-- Your tasks --
1. According to the book reflection, who is the Senior Editor at Skinner House?
2. Using the book reflection, list every noun in the book's title that comes before the colon.

-- Document section --
Ten years ago Teacher,Guide, Companion: rediscovering Jesus ina secular age came out. It was my
first book, and my first collaboration with the good folks at Skinner House
Books. It seems like a wonderful
opportunity to look back at what I thought then and what I'd say now if I were
to write it again. There is a marvelous
story about Ralph Waldo Emerson. In his
later life he was sometimes was asked to give readings of one or another of his
earlier essays. It is said that as he
did so he would occasionally look up and say, "I no longer believe
this." He would then return to his
reading. As I prepared to reconsider Teacher, Guide, Companion I was hoping I wouldn’t have to say
"I no longer believe this" too often.
The good news is – I didn’t.
Thanks in very large part to Ms. Mary Benard, Senior Editor at Skinner
House, it’s a very readable book. The
prose is clean, and the ideas flow smoothly.
The structure I used for this "rediscovery" came from a
passage in the Gospel of Mark. Jesus is
remembered as asking his disciples, "Who do the people say that I
am?" After his friends answer with
what they’ve heard people say, he asks the more pointed question, "But who
do you say that I am?"

-- Data excerpts --
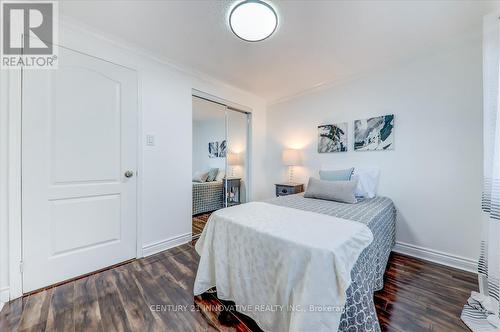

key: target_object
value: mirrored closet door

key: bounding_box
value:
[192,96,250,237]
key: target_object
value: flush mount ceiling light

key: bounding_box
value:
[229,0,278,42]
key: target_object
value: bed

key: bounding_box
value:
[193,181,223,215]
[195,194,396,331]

---

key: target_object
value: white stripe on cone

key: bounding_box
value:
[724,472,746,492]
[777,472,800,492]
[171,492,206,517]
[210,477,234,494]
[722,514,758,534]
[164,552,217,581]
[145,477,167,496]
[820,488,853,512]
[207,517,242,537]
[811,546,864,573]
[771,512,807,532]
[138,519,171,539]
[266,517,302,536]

-- Solved problems --
1. Ms. Mary Benard

2. Teacher, Guide, Companion